• [What to produce]:
Send back the entries below exactly as they appear.
··· Data for the task
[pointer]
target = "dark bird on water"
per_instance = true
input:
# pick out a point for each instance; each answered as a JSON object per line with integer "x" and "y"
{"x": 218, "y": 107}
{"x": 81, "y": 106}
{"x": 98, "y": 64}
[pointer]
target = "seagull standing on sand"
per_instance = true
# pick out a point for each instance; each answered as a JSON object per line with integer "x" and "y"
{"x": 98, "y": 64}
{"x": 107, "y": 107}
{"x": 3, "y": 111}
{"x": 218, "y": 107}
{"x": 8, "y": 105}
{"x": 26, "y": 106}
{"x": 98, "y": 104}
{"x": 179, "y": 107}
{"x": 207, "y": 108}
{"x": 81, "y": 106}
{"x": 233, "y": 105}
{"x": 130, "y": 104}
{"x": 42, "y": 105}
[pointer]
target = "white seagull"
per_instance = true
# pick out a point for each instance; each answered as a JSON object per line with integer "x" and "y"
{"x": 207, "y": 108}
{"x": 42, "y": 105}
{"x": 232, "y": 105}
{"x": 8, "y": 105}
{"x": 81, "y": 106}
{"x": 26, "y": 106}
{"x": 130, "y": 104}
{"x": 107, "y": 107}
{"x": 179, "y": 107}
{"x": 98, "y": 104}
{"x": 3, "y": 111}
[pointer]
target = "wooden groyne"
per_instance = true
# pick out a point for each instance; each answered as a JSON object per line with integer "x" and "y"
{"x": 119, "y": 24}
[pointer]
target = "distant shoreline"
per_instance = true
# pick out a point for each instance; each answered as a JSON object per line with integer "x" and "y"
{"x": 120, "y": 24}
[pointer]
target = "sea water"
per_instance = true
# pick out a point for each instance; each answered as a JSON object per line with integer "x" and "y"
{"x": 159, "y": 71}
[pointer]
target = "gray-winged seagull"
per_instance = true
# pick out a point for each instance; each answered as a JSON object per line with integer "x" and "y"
······
• [Exercise solution]:
[pointer]
target = "dark bird on water"
per_instance = true
input:
# pick out a point for each instance; each answered as a JSON object per line with integer "x" and "y"
{"x": 218, "y": 107}
{"x": 81, "y": 106}
{"x": 98, "y": 64}
[pointer]
target = "seagull standing on sand"
per_instance = true
# pick out a point for each instance; each answered as a JSON object per line with integer "x" and "y"
{"x": 98, "y": 64}
{"x": 107, "y": 107}
{"x": 3, "y": 111}
{"x": 218, "y": 107}
{"x": 8, "y": 105}
{"x": 26, "y": 106}
{"x": 98, "y": 104}
{"x": 179, "y": 107}
{"x": 207, "y": 108}
{"x": 81, "y": 106}
{"x": 233, "y": 105}
{"x": 130, "y": 104}
{"x": 42, "y": 105}
[pointer]
target = "white seagull"
per_instance = true
# pick out a point for each instance; each answered as a JSON object per line with integer "x" and "y"
{"x": 207, "y": 108}
{"x": 42, "y": 105}
{"x": 232, "y": 105}
{"x": 8, "y": 105}
{"x": 81, "y": 106}
{"x": 26, "y": 106}
{"x": 130, "y": 104}
{"x": 107, "y": 107}
{"x": 179, "y": 107}
{"x": 98, "y": 104}
{"x": 3, "y": 111}
[pointer]
target = "wooden groyne"
per_instance = true
# pick out a point for each instance; each answered as a JSON object per line with integer "x" and "y"
{"x": 119, "y": 24}
[pointer]
target = "distant shoreline"
per_instance = true
# pick out a point for each instance; each answered as a JSON object per line with integer "x" and "y"
{"x": 120, "y": 24}
[pointer]
target = "sea water"
per_instance = true
# pick out a point for each instance; each answered as a JSON object per line with integer "x" and "y"
{"x": 159, "y": 71}
[pointer]
target = "gray-winged seagull"
per_instance = true
# pick out a point for each instance; each answered as a JSON object per line with integer "x" and "y"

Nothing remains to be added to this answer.